Point placement entries:

---

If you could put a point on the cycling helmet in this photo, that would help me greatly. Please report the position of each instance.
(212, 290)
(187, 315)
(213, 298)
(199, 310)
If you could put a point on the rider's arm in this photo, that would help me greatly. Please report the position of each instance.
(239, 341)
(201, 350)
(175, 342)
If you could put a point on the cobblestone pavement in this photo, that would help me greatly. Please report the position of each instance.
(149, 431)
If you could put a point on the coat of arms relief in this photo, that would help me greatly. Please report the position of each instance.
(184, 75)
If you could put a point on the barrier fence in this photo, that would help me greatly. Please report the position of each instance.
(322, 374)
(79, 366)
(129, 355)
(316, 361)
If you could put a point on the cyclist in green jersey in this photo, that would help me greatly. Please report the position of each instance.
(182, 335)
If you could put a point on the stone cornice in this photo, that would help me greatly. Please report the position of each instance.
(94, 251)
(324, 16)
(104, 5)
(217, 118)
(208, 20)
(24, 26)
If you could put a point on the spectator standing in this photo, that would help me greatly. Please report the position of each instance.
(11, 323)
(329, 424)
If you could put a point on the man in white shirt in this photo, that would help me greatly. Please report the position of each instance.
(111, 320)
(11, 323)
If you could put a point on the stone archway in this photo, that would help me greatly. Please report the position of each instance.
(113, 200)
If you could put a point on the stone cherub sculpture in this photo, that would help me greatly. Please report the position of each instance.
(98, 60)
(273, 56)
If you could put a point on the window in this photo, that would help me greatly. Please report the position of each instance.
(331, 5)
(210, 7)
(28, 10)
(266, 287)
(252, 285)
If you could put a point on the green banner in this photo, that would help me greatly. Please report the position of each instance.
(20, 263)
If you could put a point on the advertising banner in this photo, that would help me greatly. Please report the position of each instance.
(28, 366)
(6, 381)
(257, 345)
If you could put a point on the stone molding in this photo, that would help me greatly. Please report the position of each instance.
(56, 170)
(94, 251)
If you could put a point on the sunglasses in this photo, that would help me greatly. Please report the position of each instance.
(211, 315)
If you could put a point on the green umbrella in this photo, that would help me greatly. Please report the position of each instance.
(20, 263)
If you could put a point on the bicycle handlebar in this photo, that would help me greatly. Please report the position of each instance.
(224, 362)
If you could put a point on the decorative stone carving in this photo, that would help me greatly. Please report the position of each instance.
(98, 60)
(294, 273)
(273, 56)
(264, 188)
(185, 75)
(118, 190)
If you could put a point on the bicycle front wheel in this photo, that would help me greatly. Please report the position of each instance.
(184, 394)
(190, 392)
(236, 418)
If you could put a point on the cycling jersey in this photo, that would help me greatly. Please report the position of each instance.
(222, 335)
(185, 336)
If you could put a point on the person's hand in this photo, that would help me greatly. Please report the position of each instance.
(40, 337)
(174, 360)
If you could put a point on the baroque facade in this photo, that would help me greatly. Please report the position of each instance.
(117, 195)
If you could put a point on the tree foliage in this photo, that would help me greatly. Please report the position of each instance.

---

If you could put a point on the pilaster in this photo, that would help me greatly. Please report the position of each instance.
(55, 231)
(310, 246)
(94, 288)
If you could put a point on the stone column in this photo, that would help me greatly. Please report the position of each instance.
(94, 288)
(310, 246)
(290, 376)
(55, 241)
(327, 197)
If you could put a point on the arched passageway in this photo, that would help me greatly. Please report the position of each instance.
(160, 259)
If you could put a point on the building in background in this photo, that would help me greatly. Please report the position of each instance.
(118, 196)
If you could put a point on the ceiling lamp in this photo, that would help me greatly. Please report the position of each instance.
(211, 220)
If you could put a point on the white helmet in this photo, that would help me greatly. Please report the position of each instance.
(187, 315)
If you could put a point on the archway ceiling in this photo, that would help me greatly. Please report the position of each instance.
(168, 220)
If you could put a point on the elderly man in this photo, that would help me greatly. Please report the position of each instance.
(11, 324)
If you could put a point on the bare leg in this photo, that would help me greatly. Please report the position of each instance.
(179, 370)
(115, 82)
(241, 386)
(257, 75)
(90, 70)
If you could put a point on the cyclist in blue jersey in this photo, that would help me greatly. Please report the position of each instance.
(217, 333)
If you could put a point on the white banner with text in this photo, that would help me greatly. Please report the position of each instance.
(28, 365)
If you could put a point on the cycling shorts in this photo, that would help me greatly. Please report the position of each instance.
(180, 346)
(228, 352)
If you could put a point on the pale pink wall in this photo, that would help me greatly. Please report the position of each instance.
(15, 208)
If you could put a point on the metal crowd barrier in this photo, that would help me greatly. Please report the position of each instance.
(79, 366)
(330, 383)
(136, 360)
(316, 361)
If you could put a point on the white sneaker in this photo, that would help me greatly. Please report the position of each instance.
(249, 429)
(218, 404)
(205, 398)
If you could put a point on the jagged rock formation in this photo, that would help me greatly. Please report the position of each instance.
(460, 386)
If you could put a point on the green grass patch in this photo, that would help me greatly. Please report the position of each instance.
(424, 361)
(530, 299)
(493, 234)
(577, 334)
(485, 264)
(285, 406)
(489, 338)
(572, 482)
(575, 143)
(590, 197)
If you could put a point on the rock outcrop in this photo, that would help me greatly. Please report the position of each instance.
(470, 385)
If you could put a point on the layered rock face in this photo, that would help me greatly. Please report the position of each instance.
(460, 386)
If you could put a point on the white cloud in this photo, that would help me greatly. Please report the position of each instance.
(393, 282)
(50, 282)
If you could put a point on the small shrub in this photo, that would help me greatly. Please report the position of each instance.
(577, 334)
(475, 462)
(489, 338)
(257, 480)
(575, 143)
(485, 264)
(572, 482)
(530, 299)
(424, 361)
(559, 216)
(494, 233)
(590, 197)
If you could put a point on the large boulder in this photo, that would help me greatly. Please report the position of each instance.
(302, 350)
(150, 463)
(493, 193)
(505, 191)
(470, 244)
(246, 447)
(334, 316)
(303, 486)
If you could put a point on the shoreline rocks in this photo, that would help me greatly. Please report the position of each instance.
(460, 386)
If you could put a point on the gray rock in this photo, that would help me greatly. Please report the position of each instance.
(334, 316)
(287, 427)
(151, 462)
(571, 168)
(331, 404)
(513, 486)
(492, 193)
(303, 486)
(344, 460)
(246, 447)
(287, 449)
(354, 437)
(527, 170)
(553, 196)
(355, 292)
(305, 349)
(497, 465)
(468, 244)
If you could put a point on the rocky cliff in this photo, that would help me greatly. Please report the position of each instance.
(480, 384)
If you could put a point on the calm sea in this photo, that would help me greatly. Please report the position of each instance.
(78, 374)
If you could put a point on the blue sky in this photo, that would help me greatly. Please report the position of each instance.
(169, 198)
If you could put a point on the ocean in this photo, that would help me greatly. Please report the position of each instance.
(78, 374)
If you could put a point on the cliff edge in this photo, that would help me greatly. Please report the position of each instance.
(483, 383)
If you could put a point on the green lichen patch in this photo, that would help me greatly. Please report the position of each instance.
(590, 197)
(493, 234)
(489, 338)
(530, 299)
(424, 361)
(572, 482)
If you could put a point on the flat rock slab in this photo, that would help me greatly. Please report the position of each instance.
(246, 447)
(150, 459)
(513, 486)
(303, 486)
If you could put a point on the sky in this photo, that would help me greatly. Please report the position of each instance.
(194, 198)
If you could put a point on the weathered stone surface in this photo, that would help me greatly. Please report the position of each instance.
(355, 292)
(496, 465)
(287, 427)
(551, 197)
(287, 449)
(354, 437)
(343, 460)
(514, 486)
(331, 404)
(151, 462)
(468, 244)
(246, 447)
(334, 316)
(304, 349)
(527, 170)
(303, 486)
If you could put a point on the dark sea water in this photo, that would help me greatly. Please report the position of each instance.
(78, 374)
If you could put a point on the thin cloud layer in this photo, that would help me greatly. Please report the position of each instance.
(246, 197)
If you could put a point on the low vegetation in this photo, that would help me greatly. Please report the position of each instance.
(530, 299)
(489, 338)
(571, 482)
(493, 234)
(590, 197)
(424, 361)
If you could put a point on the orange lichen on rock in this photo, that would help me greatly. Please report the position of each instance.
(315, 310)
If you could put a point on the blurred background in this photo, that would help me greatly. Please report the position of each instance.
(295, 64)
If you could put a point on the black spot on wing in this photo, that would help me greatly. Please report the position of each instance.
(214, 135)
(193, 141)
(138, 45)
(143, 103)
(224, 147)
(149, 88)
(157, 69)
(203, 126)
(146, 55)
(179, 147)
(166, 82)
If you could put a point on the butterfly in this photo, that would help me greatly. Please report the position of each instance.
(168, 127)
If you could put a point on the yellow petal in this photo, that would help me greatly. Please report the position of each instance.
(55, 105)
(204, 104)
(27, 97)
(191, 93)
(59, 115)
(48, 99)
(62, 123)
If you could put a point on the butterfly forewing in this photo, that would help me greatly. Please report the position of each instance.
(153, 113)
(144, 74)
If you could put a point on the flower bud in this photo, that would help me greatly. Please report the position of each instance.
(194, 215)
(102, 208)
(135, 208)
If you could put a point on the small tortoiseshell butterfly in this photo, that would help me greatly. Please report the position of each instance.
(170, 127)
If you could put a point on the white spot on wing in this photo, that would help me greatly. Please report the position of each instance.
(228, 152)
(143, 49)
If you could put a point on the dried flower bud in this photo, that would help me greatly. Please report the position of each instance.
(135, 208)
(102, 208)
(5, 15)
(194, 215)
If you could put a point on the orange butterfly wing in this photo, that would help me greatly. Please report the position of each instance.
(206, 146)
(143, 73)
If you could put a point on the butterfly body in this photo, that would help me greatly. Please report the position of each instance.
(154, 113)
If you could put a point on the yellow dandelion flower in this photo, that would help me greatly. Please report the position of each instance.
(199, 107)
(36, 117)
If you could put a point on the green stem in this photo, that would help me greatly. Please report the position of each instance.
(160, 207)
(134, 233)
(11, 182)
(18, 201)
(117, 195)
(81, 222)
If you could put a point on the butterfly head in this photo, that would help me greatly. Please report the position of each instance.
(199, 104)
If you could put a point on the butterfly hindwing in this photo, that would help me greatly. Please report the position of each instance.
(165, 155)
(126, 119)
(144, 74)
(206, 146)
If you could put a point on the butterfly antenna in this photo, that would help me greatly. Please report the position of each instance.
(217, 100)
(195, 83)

---

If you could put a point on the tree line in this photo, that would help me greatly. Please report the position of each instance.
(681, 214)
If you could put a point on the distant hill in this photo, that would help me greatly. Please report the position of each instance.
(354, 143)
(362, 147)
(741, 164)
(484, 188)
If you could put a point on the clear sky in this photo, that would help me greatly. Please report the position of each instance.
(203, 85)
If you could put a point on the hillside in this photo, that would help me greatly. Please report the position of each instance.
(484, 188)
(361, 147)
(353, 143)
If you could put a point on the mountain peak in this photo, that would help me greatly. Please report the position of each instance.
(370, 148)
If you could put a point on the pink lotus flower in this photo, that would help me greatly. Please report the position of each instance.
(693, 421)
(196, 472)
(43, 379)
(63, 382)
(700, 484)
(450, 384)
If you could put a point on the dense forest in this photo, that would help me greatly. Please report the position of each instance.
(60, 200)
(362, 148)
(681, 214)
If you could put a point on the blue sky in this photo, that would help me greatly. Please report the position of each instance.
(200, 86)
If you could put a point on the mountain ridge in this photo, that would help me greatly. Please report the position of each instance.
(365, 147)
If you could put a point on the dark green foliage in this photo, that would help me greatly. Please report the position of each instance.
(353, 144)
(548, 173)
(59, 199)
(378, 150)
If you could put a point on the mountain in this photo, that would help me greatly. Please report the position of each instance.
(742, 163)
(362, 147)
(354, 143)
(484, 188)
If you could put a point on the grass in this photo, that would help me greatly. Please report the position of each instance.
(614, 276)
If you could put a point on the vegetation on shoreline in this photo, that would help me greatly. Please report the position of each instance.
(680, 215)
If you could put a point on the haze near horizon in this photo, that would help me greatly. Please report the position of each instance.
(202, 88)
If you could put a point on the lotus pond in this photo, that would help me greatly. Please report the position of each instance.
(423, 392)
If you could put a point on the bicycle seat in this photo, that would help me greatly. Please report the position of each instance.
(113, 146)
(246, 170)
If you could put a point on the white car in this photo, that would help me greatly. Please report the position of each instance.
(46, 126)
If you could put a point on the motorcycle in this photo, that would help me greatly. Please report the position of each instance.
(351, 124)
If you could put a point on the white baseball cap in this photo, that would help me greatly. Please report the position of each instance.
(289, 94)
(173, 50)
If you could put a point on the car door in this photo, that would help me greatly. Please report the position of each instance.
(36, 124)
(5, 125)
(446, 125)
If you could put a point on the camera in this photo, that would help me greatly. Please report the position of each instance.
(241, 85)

---

• _SHORT EXERCISE_: Which lines in the entries above contain the word "bicycle"? Report each of them in full.

• _EXERCISE RESULT_:
If you could put a point on the bicycle handlebar in this photo, that would help me greatly. Please report the position of each instance.
If you could put a point on the bicycle front wheel in this photo, that would help me greatly. Please report the position of each instance.
If you could put a point on the bicycle seat in this photo, that would help me greatly. Please report the position of each instance.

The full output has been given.